Neste domingo, durante discurso feito na reunião dos BRICS no G-20, na Turquia, a presidente Dilma Rousseff citou o Estado Islâmico em referência aos atentados em Paris e disse que é urgente “uma ação conjunta de toda a comunidade internacional no combate sem tréguas ao terrorismo”. Vindo de alguém na posição dela não se podia esperar algo muito diferente disso. Mas trata-se de uma declaração protocolar, oca, formal, dado que combater o terrorismo é combater a consequência, e não as causas do problema. Visões como essa só darão mais combustível ao belicisimo crescente, à xenofobia contra o Islã e tornarão cada vez mais difícil a construção da paz.

Muçulmanos não são seres irracionais e sua fé religiosa não está além ou aquém das outras crenças ocidentais, como o Cristianismo e o Judaísmo. Grande parte do avanço científico e tecnológico europeu ao longo de séculos é fruto do convívio com os povos islâmicos, é bom que se diga. E tampouco estamos vivendo um “Choque de Civilizações” entre o Islã e Ocidente, como sugeriu um dia o pensador conservador estado-unidense Samuel Huntington. Por outro lado é óbvio que os atentados terroristas na França, provavelmente perpretados pelo Estado Islâmico, nos soam horripilantes. E são mesmo.
═══
## O QUE SE PEDE
Por favor, reescreva em forma de lista o parágrafo do texto fornecido que começa com "Neste domingo, durante discurso", mantendo seus fatos principais.

(Registros armazenados)
═══
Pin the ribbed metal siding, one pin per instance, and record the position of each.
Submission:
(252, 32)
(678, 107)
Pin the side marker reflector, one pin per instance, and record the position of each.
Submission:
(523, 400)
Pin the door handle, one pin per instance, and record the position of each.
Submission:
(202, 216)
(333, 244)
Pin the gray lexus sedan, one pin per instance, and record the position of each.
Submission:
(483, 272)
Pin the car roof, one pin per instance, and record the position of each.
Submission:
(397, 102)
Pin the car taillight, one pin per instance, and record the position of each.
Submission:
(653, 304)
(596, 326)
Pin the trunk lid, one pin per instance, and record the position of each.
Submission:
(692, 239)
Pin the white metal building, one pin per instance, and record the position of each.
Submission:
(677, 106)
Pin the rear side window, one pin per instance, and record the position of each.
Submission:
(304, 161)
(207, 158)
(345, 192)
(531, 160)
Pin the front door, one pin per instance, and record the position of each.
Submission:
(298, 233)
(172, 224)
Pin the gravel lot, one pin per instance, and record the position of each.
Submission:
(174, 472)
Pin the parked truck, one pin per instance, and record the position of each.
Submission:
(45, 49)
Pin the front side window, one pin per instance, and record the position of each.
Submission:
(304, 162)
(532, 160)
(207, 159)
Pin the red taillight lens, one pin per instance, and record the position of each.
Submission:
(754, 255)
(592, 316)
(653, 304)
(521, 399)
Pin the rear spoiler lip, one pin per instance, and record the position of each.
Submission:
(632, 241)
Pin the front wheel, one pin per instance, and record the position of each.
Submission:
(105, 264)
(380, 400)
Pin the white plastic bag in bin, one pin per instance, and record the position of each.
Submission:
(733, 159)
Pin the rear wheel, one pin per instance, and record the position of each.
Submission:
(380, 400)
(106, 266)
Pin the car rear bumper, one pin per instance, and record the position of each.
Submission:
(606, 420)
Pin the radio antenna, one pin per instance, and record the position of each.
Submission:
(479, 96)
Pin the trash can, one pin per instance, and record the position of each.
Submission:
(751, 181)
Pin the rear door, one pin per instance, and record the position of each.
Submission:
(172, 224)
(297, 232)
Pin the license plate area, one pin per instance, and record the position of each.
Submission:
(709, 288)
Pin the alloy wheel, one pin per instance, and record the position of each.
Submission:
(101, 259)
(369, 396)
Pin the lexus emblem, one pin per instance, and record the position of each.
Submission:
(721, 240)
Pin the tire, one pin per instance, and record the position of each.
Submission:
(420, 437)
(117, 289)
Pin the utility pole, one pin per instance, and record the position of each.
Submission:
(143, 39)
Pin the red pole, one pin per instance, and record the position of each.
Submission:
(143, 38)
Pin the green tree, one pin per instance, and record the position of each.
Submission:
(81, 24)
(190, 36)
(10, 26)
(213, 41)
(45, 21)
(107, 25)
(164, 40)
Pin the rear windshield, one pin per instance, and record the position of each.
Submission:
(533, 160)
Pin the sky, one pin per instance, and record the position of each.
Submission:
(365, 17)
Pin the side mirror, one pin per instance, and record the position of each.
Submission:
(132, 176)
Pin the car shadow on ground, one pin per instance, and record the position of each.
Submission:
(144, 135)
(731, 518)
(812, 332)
═══
## RESULTADO DA TAREFA
- No domingo, em discurso na reunião dos BRICS no G-20, na Turquia, a presidente Dilma Rousseff citou o Estado Islâmico ao se referir aos atentados em Paris.
- Ela afirmou ser urgente uma ação conjunta de toda a comunidade internacional no combate sem tréguas ao terrorismo.
- De alguém na posição dela não se podia esperar algo muito diferente.
- Mesmo assim, a declaração é protocolar, oca e formal, pois combater o terrorismo é combater a consequência, e não as causas do problema.
- Visões como essa só darão mais combustível ao belicismo crescente e à xenofobia contra o Islã, tornando cada vez mais difícil a construção da paz.